Assignment
For every line below, set down an identical copy.

___ Data shown ___

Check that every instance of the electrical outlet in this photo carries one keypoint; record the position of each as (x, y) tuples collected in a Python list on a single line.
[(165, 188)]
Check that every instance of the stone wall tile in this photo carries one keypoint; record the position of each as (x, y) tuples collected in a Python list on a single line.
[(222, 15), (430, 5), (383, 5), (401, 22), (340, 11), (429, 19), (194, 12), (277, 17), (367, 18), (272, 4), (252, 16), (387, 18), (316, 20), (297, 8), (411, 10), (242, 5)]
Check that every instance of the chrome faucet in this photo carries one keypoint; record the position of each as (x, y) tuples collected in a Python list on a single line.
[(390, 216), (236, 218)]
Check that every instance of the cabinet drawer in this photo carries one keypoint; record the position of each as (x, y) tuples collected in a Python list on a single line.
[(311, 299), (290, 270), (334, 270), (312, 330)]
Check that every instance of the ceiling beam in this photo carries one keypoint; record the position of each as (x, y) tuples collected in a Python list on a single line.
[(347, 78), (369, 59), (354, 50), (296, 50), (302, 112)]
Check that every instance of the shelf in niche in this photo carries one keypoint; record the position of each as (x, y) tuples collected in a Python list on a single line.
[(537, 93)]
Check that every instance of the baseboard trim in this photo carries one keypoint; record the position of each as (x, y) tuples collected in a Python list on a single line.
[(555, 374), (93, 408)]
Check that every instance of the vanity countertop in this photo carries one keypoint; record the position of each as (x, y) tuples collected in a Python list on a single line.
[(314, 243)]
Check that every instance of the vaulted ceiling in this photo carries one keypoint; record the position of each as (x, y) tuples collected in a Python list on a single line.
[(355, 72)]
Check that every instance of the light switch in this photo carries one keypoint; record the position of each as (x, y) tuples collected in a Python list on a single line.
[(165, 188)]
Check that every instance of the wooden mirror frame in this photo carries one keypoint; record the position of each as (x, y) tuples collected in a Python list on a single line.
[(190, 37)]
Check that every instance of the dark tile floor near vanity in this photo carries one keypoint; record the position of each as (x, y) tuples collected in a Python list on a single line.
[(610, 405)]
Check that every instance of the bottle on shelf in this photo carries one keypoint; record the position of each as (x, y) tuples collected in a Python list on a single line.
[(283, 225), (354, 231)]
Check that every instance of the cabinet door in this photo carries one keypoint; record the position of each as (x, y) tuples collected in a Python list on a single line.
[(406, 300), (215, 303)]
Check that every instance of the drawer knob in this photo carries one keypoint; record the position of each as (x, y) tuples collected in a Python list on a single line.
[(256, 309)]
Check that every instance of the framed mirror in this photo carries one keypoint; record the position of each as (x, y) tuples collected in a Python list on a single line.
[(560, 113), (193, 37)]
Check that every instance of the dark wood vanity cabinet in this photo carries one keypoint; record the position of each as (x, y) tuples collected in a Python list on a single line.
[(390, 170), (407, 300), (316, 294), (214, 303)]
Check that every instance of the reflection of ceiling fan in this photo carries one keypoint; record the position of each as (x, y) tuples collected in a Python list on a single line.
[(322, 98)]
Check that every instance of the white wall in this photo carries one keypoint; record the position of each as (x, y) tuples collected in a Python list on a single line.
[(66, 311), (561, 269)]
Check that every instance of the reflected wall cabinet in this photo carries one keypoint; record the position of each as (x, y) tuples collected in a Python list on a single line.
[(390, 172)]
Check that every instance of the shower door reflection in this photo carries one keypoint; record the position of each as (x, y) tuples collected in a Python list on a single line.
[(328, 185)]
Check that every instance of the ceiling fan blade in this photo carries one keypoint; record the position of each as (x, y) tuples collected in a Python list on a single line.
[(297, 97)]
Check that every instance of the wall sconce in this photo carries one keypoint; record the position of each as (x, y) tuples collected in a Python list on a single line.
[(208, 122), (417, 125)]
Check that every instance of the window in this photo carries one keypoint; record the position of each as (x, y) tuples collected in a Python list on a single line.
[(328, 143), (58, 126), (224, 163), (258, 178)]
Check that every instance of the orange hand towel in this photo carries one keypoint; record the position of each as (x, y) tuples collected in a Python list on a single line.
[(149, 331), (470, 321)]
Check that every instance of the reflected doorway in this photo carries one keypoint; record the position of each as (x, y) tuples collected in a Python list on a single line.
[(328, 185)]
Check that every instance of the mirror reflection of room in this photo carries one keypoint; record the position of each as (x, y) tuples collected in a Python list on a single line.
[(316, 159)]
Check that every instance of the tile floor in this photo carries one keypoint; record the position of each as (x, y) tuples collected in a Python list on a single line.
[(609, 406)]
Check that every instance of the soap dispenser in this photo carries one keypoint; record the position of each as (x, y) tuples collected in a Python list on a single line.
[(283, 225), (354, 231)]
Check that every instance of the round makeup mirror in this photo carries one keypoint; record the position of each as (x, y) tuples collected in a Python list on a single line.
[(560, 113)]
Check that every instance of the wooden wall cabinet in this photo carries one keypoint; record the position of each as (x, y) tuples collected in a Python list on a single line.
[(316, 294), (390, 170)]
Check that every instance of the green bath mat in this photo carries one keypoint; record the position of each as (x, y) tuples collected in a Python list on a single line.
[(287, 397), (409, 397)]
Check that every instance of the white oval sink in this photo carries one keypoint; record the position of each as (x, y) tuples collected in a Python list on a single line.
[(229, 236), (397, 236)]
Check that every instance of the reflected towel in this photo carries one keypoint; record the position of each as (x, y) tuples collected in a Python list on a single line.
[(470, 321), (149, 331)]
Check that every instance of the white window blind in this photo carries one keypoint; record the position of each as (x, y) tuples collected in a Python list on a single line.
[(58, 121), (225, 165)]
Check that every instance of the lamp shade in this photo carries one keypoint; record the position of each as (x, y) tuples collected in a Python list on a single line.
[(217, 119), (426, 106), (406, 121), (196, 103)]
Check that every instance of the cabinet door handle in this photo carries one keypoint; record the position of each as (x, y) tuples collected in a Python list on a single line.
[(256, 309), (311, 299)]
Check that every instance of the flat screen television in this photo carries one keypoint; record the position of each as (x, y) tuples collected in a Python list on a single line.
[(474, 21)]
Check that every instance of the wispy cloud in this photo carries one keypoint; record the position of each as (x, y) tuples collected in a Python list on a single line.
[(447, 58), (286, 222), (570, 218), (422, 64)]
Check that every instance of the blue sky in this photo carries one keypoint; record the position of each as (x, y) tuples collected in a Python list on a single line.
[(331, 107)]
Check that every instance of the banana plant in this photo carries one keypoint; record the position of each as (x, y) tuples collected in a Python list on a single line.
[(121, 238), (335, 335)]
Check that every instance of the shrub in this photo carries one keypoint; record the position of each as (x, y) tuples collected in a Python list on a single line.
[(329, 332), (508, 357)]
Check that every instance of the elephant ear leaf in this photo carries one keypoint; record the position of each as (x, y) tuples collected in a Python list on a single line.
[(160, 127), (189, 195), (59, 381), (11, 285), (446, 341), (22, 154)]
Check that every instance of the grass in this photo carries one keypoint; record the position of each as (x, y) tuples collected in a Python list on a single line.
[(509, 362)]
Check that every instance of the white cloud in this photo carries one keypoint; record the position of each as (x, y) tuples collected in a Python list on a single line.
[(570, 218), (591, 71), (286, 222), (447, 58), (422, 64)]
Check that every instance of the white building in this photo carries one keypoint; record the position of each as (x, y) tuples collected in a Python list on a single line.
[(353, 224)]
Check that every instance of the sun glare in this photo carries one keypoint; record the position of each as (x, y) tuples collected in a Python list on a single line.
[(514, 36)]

___

Your solution
Check that every instance of the electrical outlet in this photo carries one keypoint; record the position of each as (x, y) tuples collected in a Python list on a single line.
[(165, 188)]
Check that every instance of the stone wall tile in this photo carries one keypoint; record the position of each as (x, y) tuples collected in a Python list on a single line.
[(222, 15), (430, 5), (383, 5), (401, 22), (340, 11), (429, 19), (194, 12), (277, 17), (367, 18), (272, 4), (252, 16), (387, 18), (316, 20), (297, 8), (411, 10), (242, 5)]
Check that every instance of the chrome faucet in this photo carries one keypoint; record the position of each as (x, y) tuples collected in a Python list on a single line.
[(390, 216), (236, 218)]
Check that every instance of the cabinet drawer in this photo carries one keypoint; record the position of each as (x, y) tuples collected in a Python list on a single line.
[(311, 299), (290, 270), (334, 270), (312, 330)]
Check that every instance of the ceiling beam in this photo carries one keypoint; record the position of each as (x, y) tuples collected in a Python list on a single line.
[(347, 78), (369, 59), (354, 50), (296, 50), (302, 112)]
Check that every instance of the shelf in niche in this photo carries one keypoint; record the position of each as (x, y) tuples collected in a Python list on a single line.
[(537, 93)]
Check that every instance of the baseboard trim in this photo carries one keypoint; record the position of each as (x, y) tuples collected in a Python list on a single line.
[(555, 374), (93, 408)]
Check that every instance of the vanity countertop in this photo carries one keypoint; record the position of each as (x, y) tuples collected in a Python list on a single line.
[(314, 243)]
Check that every instance of the vaulted ceiling in this photo carries one keypoint; record the position of each as (x, y) tuples collected in a Python list on a single line.
[(355, 72)]
Check that every instance of the light switch in this photo carries one keypoint; record the position of each as (x, y) tuples collected in a Python list on a single line.
[(165, 188)]
Check that every instance of the wooden mirror frame in this photo carries one keypoint; record the position of each as (x, y) tuples collected in a Python list on a single line.
[(190, 37)]
Check that every instance of the dark tile floor near vanity in this photo carries one keypoint; record the position of each as (x, y) tuples collected in a Python list on a single line.
[(610, 405)]
Check that every instance of the bottle on shelf in this photo carries one keypoint; record the position of each as (x, y) tuples collected in a Python list on a single line.
[(283, 225), (354, 231)]
Check that every instance of the cabinet door in this photo carries one keypoint; record the position of each as (x, y) tuples collected in a Python list on a single line.
[(406, 300), (215, 303)]
Check that every instance of the drawer knob in this photo carries one keypoint; record the position of each as (x, y) tuples collected in a Python list on a single line.
[(256, 309)]
Check that every instance of the framed mirror in this photo carries one keypoint; record the position of each as (x, y) tuples collected in a Python list on a single line.
[(560, 113), (193, 37)]
Check that every instance of the dark wood vanity cabinet in this photo carries one keypoint; record the position of each as (x, y) tuples collected in a Python list on a single line.
[(390, 170), (407, 300), (316, 294), (214, 303)]
Check that every instance of the reflection of ceiling fan in this photo carries one keypoint; record the position of each as (x, y) tuples collected in a Python list on a single line.
[(322, 98)]
Check that every instance of the white wall in this photo carries one keypoint; record the position of each as (x, y) tuples collected in a Python list on a single line.
[(66, 311), (561, 269)]
Check that every instance of the reflected wall cabinet in this photo carries one keypoint; record the position of each as (x, y) tuples collected in a Python list on a single line.
[(390, 172)]
Check that every instance of the shower door reflection in this photo carries one keypoint; record the position of each as (x, y) tuples collected in a Python list on a single line.
[(328, 185)]
Check that every instance of the ceiling fan blade in this photo carries one keypoint; record the position of each as (x, y) tuples collected in a Python list on a single line.
[(297, 97)]
Check that every instance of the wall sconce in this photo carries one keypoint; record the position of each as (x, y) tuples collected in a Python list on a single line.
[(208, 122), (417, 125)]
Check that every instance of the window in this photo carries one keypoint; record the position of each as (x, y) tuples collected in a Python list on a single line.
[(328, 143), (58, 126), (224, 163), (258, 178)]
Check that every instance of the orange hand towel in this photo carries one keypoint; record the position of each as (x, y) tuples collected in a Python list on a single line.
[(149, 331), (470, 321)]
Check that every instance of the reflected doorway in this photo carries one keypoint; record the position of each as (x, y) tuples collected in a Python list on a single line.
[(328, 185)]
Check that every instance of the mirror reflection of room in this photo carries one keypoint; record the position of each as (x, y) tuples collected in a Python list on a single line.
[(316, 159)]
Check that every instance of the tile floor in this photo carries one keypoint; record the position of each as (x, y) tuples collected in a Python list on a single line.
[(609, 406)]
Check that every instance of the soap dispenser in this photo carries one keypoint; record the position of each as (x, y) tuples collected in a Python list on a single line.
[(283, 225), (354, 231)]
Check that every instance of the round makeup mirror in this photo carries one keypoint; record the position of each as (x, y) tuples collected in a Python list on a single line.
[(560, 113)]
Check that every instance of the wooden wall cabinet in this photo carries one keypoint; record the position of each as (x, y) tuples collected in a Python list on a single line.
[(316, 294), (390, 170)]
Check that every instance of the green bath mat in this photo carries one keypoint; record the position of each as (x, y) tuples collected in a Python list on a single line.
[(287, 397), (409, 397)]
Check that every instance of the white oval sink in this photo carries one keypoint; record the position of each as (x, y) tuples collected in a Python list on a single line.
[(229, 236), (397, 236)]
Check that every instance of the reflected towel in this photo carries one keypoint; record the position of each as (x, y) tuples collected in a Python list on a single line.
[(470, 321), (149, 331)]
Check that every instance of the white window blind in this photo carries one keypoint; record the position of each as (x, y) tuples collected in a Python list on a single line.
[(58, 121), (225, 165)]
Check that every instance of the lamp shade in this photo carries one keypoint; record the position of each as (x, y) tuples collected in a Python list on a single line.
[(217, 119), (426, 106), (406, 121), (196, 103)]
Check that every instance of the cabinet door handle in this photo carries one keypoint; record the position of each as (x, y) tuples collected in a Python list on a single line.
[(256, 309), (311, 299)]
Check that every instance of the flat screen television in this photo carries one keypoint; record the position of each as (x, y) tuples collected in a Python list on a single line.
[(474, 21)]
Check that every instance of the wispy cloud in this photo carries one keypoint; record the position of each as (x, y) tuples collected in a Python list on a single line.
[(447, 58), (286, 222), (570, 218), (422, 64)]
Check that every instance of the blue sky in this photo carries one keypoint; record the position of each as (x, y) tuples collected in a Python list on a single line.
[(331, 107)]
Check that every instance of the banana plant in this photo carries one keypoint; record the position of each as (x, y) tuples collected in a Python list on a single line.
[(121, 238), (335, 335)]
Check that every instance of the shrub in this photo carries one keypoint; record the position of each as (x, y) tuples collected in a Python list on a single line.
[(329, 332), (508, 357)]
Check that every instance of the elephant ear leaf in this photo carries one keypoint; record the position of each as (x, y) tuples collected in a Python list on a single line.
[(160, 127), (189, 195), (59, 381), (11, 285), (446, 341), (22, 154)]
Check that every instance of the grass in this photo carries one keypoint; record the position of each as (x, y) tuples collected in a Python list on a single line.
[(509, 362)]
Check that every instance of the white cloud in this photo carries one keypoint; record the position of each as (x, y) tuples collected in a Python list on a single line.
[(570, 218), (591, 71), (286, 222), (447, 58), (422, 64)]
Check that every instance of the white building in this photo carries one keypoint; record the position of each as (x, y) tuples collected in a Python list on a single line.
[(353, 224)]
Check that every instance of the sun glare in this photo carries one keypoint; record the position of each as (x, y) tuples collected in a Python list on a single line.
[(514, 36)]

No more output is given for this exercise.